Dave Vella's job sounds simple enough. He's the vineyard manager at Calistoga's 133-year-old Chateau Montelena Winery. The winery stunned the winemaking world at the famous "Judgment of Paris" in 1976 when it and a handful of upstart California wineries bested their French counterparts in a blind tasting. Vella's job is to make sure the vineyards keep producing the great grapes that make such great wines.
Of course maintaining that quality is not so simple.
Farming grapes or any other crop is an act of creation—and destruction. Seeds are sown to create new life, but before any crops bear fruit, the land must be bent to the farmer's will. Forests, grasslands, wetlands and other wild areas are leveled, drained and denuded. Fully functioning ecosystems above and below the ground are uprooted, displaced and destroyed in the wake of the plow and tiller.

▶ [DATA RECORDS]:

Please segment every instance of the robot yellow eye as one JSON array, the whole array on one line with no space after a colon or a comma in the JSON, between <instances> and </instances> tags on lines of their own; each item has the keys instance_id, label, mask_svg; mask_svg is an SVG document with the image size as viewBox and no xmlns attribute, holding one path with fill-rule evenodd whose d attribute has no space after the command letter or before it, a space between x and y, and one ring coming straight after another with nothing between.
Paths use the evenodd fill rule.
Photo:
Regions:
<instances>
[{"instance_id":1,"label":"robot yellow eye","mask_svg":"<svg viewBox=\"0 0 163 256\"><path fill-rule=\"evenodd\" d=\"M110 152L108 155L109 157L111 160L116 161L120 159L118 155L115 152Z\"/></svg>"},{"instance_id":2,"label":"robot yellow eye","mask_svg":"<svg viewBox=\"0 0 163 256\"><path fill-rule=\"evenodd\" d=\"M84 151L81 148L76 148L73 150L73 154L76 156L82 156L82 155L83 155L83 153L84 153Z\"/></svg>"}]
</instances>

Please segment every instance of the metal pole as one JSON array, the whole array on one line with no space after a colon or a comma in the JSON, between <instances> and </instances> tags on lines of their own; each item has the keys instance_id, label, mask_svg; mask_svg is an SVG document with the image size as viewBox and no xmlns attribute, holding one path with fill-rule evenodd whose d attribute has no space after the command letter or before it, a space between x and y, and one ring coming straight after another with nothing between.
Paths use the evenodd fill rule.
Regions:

▶ [QUESTIONS TO ANSWER]:
**A.** Revise the vineyard passage between "Of course maintaining" and "plow and tiller.", inclusive, changing "plow" to "harrow".
**B.** Answer these from the vineyard passage:
(i) How old is Chateau Montelena Winery?
(ii) In what year was the "Judgment of Paris"?
(iii) Which three kinds of wild areas are named as being leveled, drained and denuded?

▶ [TASK ANSWERS]:
**A.**
Of course maintaining that quality is not so simple.
Farming grapes or any other crop is an act of creation—and destruction. Seeds are sown to create new life, but before any crops bear fruit, the land must be bent to the farmer's will. Forests, grasslands, wetlands and other wild areas are leveled, drained and denuded. Fully functioning ecosystems above and below the ground are uprooted, displaced and destroyed in the wake of the harrow and tiller.

**B.**
(i) 133 years old
(ii) 1976
(iii) Forests, grasslands and wetlands